Records from a point labeling set
──────────────────────────────
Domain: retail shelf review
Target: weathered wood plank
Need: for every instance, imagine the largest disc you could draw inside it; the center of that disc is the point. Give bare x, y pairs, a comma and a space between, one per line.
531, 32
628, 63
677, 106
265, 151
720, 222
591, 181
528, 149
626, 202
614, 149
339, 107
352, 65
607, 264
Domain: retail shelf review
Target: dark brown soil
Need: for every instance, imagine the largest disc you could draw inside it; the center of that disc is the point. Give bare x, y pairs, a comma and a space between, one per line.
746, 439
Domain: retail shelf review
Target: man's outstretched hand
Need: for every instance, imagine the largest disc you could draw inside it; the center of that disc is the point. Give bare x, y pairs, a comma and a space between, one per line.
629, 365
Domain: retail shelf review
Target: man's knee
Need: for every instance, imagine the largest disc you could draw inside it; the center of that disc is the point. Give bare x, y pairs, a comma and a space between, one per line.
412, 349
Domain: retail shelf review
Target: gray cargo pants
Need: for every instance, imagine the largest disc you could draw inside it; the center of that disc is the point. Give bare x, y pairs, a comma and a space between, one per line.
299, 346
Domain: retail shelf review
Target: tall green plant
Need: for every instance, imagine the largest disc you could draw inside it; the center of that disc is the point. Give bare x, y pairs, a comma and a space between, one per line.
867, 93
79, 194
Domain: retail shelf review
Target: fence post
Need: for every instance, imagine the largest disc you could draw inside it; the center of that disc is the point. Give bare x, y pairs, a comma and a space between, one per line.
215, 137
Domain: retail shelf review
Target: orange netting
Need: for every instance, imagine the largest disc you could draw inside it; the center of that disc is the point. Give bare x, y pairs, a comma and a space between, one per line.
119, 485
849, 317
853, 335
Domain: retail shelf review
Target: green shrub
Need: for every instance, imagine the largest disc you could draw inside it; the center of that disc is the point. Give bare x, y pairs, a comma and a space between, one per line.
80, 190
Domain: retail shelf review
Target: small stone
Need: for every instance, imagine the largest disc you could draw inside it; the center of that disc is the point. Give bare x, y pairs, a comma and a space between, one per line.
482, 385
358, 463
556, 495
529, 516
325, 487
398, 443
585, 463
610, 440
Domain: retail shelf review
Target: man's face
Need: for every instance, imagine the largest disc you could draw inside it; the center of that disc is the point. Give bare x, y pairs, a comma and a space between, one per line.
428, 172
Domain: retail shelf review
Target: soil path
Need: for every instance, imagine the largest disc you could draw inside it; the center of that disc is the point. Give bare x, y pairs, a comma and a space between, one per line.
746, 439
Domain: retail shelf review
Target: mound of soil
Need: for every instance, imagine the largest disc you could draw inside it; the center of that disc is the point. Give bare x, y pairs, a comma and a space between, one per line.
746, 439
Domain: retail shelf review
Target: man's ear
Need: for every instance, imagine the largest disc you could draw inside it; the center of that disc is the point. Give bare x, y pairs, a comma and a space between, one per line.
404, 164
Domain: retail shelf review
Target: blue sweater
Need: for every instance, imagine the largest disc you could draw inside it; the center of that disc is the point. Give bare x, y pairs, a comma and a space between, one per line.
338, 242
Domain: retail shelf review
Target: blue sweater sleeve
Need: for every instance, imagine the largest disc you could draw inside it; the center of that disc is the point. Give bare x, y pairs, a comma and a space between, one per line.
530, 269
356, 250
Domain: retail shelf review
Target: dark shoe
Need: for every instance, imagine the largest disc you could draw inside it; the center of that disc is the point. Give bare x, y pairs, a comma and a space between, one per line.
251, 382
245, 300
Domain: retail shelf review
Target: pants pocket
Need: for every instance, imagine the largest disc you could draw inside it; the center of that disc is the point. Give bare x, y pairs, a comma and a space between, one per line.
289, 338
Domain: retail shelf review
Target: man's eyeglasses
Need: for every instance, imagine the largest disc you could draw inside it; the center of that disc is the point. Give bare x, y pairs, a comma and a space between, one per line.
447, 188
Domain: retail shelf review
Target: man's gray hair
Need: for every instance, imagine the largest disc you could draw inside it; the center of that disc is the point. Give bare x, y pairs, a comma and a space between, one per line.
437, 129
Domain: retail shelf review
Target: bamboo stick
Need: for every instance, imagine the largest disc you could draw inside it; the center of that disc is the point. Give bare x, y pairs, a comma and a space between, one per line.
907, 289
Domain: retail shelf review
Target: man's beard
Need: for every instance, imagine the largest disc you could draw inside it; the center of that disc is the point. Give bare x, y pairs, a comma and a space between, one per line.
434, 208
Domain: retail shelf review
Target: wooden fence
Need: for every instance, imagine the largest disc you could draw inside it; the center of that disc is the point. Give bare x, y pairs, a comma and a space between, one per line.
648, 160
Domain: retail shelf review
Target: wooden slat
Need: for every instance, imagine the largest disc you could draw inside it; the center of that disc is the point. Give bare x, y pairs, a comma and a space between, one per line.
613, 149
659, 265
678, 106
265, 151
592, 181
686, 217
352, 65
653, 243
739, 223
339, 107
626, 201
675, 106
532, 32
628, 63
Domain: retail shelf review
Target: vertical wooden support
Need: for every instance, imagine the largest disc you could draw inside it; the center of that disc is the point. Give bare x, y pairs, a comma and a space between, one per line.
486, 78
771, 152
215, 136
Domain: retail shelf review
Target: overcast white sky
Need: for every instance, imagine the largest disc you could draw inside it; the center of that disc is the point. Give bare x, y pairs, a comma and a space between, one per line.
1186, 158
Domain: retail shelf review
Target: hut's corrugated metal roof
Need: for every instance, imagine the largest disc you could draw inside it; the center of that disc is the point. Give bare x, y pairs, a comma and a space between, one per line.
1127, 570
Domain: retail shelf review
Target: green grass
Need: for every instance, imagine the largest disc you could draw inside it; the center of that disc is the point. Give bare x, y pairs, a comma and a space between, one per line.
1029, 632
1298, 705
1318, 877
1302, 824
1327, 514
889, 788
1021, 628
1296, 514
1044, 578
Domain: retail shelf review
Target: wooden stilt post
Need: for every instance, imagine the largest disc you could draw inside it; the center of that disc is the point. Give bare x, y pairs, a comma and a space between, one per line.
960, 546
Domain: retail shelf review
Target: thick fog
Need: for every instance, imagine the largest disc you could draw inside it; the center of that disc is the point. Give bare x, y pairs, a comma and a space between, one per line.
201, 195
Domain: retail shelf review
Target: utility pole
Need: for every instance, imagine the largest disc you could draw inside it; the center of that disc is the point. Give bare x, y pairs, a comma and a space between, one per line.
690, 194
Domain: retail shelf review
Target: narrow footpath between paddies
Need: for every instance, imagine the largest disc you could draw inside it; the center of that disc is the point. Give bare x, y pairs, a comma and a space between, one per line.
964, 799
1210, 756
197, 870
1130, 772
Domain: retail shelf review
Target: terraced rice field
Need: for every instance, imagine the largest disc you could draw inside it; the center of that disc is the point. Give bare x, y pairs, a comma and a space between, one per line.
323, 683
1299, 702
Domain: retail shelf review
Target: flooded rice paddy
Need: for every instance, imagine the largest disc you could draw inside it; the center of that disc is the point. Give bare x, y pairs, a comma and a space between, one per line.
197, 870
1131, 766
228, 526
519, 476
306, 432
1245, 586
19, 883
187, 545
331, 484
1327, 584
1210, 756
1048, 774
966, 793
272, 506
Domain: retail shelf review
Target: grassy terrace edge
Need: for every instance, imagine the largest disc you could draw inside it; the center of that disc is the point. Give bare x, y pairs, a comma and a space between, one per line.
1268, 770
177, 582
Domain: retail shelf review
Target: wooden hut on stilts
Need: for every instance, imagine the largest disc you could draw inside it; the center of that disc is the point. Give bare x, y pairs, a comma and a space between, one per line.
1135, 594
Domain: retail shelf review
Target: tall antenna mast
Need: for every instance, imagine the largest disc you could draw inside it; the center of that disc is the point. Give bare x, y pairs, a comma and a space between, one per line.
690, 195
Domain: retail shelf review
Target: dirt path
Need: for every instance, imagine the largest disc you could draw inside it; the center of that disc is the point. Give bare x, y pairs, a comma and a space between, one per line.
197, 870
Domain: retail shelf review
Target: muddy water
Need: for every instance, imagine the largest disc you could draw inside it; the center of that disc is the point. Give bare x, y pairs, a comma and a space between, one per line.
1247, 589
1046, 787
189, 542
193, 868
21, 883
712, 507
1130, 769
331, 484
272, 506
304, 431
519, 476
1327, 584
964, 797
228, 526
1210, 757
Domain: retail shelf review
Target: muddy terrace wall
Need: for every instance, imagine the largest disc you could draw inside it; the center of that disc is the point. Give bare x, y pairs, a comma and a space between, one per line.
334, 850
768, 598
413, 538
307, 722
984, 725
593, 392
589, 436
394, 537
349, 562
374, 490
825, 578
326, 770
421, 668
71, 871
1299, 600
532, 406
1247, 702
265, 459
──────────────────────────────
## [Set exercise]
Copy out each line above that contains the word "fence".

## [Solution for this problem]
Target: fence post
Target: wooden fence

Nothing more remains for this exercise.